Wednesday, December 3, 2008

Embassy Day

Our first night with the boys actually went quite smoothly.  I was a bit nervous about them waking up and being scared in the middle of the night.  Dagmawi slept most of the night. I heard him stirring and saw his head pop up over the bunk bed.  He looked around and then layed his head back down and fell back asleep.  Around 5 am he sat up and said "Mum?" I said "What Dagmawi."  And he said "toilet".  So I walked him to the bathroom and then he seemed like he was ready to get up.  I motioned "sleep" and pointed to his top bunk and said "Tahn-ye".  He looked at Maea sleeping in the bottom bunk and tucked the covers around her - then climbed into the top bunk and dozed off again.  He ended up waking up around 6:30.
 
Tariku gets very tired around 8:00 pm but lays motionless in my arms with his eyes wide open.  Jay took him and paced with him until he fell asleep.  He slept with us in the middle of our bed and slept soundly all night long.  In the morning, he crawled up and lay on the pillow for about 20 minutes with his cheek next to mine.
 
We introduced Dagmawi to the shower - which he thoroughly enjoyed by dancing around and singing.  He then used the little sprayer attached to the toilet to spray out the shower.  Hmmmm - that was a great idea since we share a shower and it's nice to have it rinsed out!  He is quick to wash his hands and brush his teeth.  He loves any and all electronic equipment and is constantly looking for the camera or the ipod or the video camera.  He fiddles with every single button and quickly figures out how they work.  It makes me nervous because I'm so afraid of somehow losing all of the pictures we have taken during this trip.
 
We had breakfast together and I was surprised to see a box of Kelloggs cornflakes in Amharic writing.  Dagmawi quickly ate his breakfast and then went out to the small grassy courtyard to play soccer with Jay and the girls.  They really rough-housed and I could hear the screaming and giggling inside as I was packing up the items we would need for the embassy.  We ate a quick lunch of pizza and we discovered that Dagmawi hates pizza!!!  What?!?!?  What kid hates pizza?  So he had a peanut butter and jelly sandwich instead.  The rest of the day, Jay would say "Dagmawi ...... Pizza!" - just to see him screw up his face like it was the nastiest taste ever.  Dagmawi has the absolute most expressive face ever!  He is also quite the little monkey doing flips and backbends in the yard.  His wiry little body is quite muscular.  He is so loving having a daddy!!!

[Activities]
- a) Translate this sentence from the Embassy Day post into Spanish: "We had breakfast together and I was surprised to see a box of Kelloggs cornflakes in Amharic writing."
- b) Give a continuation of the Embassy Day post, starting right after its last sentence.

[Information supplied]
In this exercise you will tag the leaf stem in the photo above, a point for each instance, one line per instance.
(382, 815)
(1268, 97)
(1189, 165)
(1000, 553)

[Task answers]
- a) Desayunamos juntos y me sorprendió ver una caja de copos de maíz Kelloggs con letras en amárico.

- b)
 
The boys are excited to ride in the van and they are glued to the windows the entire time.  We arrived at the embassy and went through quite the security system (2 screenings actually).  They x-rayed our bags and then made us take out the bottles of water and swallow some to prove it wasn't a chemical.  Then any lotion (desiten, purel, sunscreen, etc.) had to be squirted in your hand and rubbed in to show it was not a chemical.  It took quite awhile to get us all through.  Rachel said the security is not normally this tight.  They must have known the Wistroms and Hutchinsons were in town. :)
 
We ended up waiting for 2 hours before we got called up to the window and asked a series of questions by an American.  We sat in the HOT and stuffy waiting room for 2 HOURS and the kids were angels.  I dont think I have ever seen an American 1, 2, 6 & 7 year old sit still for that long without complaint.  Even Emme and Maea were fidgeting and complaining after the first hour.  It turned out that some of the Hutchinson's medical paperwork was delayed and they were waiting for it to arrive.  That was why we waited for 2 hours.  Everything was fine and we just had to weather the delay.
 
Finally we were called to the window - "Wistrom family please come to window #5".  We were asked to swear an oath to tell the truth and then asked several questions about the boys and their status as orphans.  This is the US government asking these questions to verify a legitimate reason to grant a U.S. visa.  Evidently we answered the questions appropriately and were given the official adoption decree and their birth certificates.  On Friday, Rachel will return to the embassy to pick up their Ethiopian passports and their US visa which will allow the boys to enter the country and be adopted as US citizens.  And just like that it was done and official. 
 
On their official documents, the children are automatically given the father's first and last name as their middle and last name.  Any name change can be taken care of when they are re-adopted in the US.  So Dagmawi's documents say Dagmawi Jay Wistrom and Tariku's say Tariku Jay Wistrom.  (By the way, it seems I may not have been clear in yesterday's blog when I mentioned the new names.  The TH nurse was talking with Dagmawi (our 7 year old) and Selam (the Hutchinson's 6 year old girl).  These were the 2 older children that we asked their opinion on the name change.  Dagmawi would be Jayden and Selam would be Lila.  Sorry for the confusion!)
 
We left the embassy and did a little shopping and walking around in the Piazza area which is a shopping district with jewelry shops and clothing shops.  We ended up getting the kids Ethiopia soccer jerseys and then we headed back to the Guest Home for dinner.  Robel joined us upstairs on the balcony and we chatted awhile until dinner time.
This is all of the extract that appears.